┌────────
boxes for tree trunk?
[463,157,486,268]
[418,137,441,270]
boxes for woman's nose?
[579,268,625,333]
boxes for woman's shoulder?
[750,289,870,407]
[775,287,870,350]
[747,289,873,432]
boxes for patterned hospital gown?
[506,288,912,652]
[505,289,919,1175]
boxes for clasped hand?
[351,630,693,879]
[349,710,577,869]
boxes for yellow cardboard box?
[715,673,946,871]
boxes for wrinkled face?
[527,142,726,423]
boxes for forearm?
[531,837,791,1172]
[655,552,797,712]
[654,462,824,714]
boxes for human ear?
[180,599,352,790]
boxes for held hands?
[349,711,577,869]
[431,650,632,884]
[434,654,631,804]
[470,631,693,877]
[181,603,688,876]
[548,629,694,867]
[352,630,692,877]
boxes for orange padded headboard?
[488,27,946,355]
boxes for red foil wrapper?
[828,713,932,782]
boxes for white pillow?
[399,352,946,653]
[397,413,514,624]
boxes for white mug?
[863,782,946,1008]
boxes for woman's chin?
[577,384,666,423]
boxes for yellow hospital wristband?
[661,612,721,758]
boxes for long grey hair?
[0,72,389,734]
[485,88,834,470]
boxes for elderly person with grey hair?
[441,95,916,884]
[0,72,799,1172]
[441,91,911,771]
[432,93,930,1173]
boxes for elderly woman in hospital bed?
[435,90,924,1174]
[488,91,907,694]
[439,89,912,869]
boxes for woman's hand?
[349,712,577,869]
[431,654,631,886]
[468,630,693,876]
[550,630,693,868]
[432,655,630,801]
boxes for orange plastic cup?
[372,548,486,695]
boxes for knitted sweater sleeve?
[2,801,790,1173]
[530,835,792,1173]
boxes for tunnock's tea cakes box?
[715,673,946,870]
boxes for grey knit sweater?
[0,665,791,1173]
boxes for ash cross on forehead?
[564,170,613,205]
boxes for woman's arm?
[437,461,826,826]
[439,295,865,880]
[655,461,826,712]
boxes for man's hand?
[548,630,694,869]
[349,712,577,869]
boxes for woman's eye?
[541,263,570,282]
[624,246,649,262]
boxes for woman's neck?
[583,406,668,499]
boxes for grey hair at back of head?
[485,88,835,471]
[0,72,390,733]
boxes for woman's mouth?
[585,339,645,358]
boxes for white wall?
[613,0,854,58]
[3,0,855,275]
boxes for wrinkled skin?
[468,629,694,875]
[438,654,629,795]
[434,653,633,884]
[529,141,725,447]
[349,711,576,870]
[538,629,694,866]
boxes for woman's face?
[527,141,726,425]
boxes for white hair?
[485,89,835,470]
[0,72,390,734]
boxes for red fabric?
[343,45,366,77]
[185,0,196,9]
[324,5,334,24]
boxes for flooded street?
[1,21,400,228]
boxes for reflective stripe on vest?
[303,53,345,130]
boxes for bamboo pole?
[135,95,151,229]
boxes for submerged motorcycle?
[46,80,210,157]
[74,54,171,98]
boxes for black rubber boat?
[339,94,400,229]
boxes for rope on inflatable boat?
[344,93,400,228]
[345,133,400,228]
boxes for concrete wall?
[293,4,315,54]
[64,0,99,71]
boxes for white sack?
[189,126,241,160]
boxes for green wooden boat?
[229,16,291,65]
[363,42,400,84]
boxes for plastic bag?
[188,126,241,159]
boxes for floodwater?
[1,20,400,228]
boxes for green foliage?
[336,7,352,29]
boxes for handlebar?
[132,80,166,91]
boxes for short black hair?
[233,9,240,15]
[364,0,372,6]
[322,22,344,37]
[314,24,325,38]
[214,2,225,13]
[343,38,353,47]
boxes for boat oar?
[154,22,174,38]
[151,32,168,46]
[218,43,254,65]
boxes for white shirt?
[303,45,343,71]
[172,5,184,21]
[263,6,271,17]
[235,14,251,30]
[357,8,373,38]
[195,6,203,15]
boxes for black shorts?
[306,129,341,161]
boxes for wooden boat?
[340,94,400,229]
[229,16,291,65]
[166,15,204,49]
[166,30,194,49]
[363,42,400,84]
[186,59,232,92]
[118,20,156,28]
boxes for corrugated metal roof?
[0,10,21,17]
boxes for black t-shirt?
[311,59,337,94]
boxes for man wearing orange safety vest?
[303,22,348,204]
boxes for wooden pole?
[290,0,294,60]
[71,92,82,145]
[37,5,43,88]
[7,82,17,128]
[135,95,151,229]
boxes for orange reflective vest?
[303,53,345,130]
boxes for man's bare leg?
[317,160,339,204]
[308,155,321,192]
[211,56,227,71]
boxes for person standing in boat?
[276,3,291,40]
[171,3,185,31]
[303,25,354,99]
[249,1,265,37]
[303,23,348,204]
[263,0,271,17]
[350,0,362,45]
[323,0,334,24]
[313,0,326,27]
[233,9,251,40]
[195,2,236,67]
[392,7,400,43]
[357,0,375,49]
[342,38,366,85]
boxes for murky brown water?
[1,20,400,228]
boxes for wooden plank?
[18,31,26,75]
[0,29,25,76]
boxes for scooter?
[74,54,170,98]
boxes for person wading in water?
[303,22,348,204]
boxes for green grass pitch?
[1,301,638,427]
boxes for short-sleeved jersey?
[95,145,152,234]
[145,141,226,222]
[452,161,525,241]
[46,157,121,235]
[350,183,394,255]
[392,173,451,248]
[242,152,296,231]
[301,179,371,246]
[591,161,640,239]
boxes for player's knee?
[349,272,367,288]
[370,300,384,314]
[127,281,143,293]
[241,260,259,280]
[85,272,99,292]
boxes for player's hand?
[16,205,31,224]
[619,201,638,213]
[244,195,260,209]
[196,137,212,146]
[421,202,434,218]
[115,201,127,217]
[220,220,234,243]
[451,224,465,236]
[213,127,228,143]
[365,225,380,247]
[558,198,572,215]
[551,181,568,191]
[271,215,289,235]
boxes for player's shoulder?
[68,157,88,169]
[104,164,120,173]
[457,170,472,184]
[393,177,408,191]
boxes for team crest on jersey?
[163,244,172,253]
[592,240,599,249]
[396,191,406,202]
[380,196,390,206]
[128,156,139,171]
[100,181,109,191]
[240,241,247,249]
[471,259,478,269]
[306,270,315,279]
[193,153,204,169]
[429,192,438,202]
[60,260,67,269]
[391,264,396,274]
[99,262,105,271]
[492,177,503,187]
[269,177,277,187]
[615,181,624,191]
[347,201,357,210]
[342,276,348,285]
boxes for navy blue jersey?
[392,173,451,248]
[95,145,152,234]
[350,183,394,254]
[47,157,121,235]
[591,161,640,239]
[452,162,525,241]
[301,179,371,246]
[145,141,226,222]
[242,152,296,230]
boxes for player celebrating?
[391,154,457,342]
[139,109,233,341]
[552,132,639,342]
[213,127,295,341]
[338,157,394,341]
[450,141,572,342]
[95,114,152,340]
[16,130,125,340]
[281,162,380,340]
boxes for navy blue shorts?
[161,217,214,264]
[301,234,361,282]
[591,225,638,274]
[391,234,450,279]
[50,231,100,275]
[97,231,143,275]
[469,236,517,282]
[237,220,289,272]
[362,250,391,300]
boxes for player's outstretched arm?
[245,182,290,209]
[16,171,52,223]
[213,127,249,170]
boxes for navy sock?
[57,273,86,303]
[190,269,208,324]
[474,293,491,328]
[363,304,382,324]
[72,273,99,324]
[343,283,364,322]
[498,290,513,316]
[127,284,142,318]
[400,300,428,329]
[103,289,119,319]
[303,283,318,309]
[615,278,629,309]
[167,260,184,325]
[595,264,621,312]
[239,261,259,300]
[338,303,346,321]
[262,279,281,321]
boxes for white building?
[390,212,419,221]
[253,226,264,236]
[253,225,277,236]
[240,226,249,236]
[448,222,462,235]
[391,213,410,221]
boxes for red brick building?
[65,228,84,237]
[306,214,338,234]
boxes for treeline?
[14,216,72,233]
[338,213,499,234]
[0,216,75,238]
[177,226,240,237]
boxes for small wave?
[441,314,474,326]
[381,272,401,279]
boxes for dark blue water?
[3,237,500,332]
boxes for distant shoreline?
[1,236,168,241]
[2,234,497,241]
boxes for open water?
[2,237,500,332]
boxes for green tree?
└────────
## Exercise prompt
What you give back should be exactly the lines from the one with "boxes for white building?" through the final line of the listing, and no others.

## Answer to this exercise
boxes for white building?
[390,212,419,221]
[253,226,264,236]
[253,225,277,236]
[240,226,249,236]
[448,222,462,235]
[391,213,410,221]
boxes for red brick building?
[65,228,84,237]
[306,214,338,234]
boxes for treeline?
[14,216,72,233]
[338,213,499,234]
[0,216,75,238]
[177,226,240,237]
boxes for small wave?
[441,314,474,326]
[381,272,401,279]
boxes for dark blue water?
[3,237,500,332]
boxes for distant shoreline?
[1,236,168,241]
[2,234,497,241]
boxes for open water?
[2,237,500,332]
boxes for green tree?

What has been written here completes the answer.